◆ Exercise directions: Please extract every line of the data below and reproduce each one verbatim.

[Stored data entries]

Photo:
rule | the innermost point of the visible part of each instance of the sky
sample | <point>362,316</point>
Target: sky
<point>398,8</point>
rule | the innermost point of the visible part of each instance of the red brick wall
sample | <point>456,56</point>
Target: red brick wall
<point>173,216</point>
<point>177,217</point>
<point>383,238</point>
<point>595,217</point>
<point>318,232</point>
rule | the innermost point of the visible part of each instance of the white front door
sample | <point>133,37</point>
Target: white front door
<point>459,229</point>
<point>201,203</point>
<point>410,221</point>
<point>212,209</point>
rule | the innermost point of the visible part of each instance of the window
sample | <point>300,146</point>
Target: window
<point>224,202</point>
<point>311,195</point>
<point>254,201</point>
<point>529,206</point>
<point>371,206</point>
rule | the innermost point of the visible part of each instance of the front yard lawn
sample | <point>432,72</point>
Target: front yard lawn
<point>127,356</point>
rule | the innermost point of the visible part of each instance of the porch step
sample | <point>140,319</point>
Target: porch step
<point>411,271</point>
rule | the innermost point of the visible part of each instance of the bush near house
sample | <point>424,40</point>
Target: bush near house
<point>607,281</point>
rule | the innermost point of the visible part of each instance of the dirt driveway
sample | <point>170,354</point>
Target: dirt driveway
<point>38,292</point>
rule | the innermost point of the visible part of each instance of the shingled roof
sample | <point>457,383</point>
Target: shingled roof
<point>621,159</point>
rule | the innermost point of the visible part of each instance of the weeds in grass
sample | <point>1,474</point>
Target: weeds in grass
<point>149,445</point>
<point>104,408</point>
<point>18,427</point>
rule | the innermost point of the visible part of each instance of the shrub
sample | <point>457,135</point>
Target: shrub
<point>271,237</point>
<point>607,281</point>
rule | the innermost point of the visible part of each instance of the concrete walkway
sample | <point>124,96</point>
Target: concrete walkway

◆ Exercise output:
Photo:
rule | the innermost point of the visible part of each instance of the sky
sample | <point>362,316</point>
Target: sky
<point>398,8</point>
rule | the innermost point of the visible part of each instance of the red brick wall
sample | <point>456,56</point>
Target: red brick wall
<point>173,216</point>
<point>177,217</point>
<point>383,238</point>
<point>595,217</point>
<point>318,232</point>
rule | the innermost point of the visible part of each instance of the white front door
sample | <point>133,37</point>
Target: white front door
<point>459,229</point>
<point>201,203</point>
<point>410,221</point>
<point>212,209</point>
rule | the innermost point of the visible part of each instance of the window
sample | <point>300,146</point>
Target: window
<point>224,202</point>
<point>311,195</point>
<point>254,201</point>
<point>529,206</point>
<point>371,206</point>
rule | the innermost point of the visible part of each instance of the front yard lawn
sample | <point>432,72</point>
Target: front yard lawn
<point>127,356</point>
rule | the innermost point of the visible part of each instance of the porch step
sample | <point>140,319</point>
Target: porch step
<point>411,271</point>
rule | the innermost point of the visible part of each instance of the bush near house
sample | <point>424,40</point>
Target: bush near house
<point>607,281</point>
rule | the innermost point of the visible part of each instance of the dirt driveway
sample | <point>170,354</point>
Target: dirt driveway
<point>38,292</point>
rule | the innermost point of the visible part of each instance of the shingled roof
sample | <point>457,383</point>
Target: shingled roof
<point>621,159</point>
rule | the innermost point of the visible part of each instance of the weeds in grass
sample | <point>1,474</point>
Target: weeds in grass
<point>149,445</point>
<point>104,408</point>
<point>18,427</point>
rule | the innermost point of the visible part of each instance of the shrub
sample | <point>457,135</point>
Target: shrub
<point>271,237</point>
<point>607,281</point>
rule | the innermost point of the visible part of each instance of the concrete walkway
sample | <point>124,96</point>
Target: concrete walkway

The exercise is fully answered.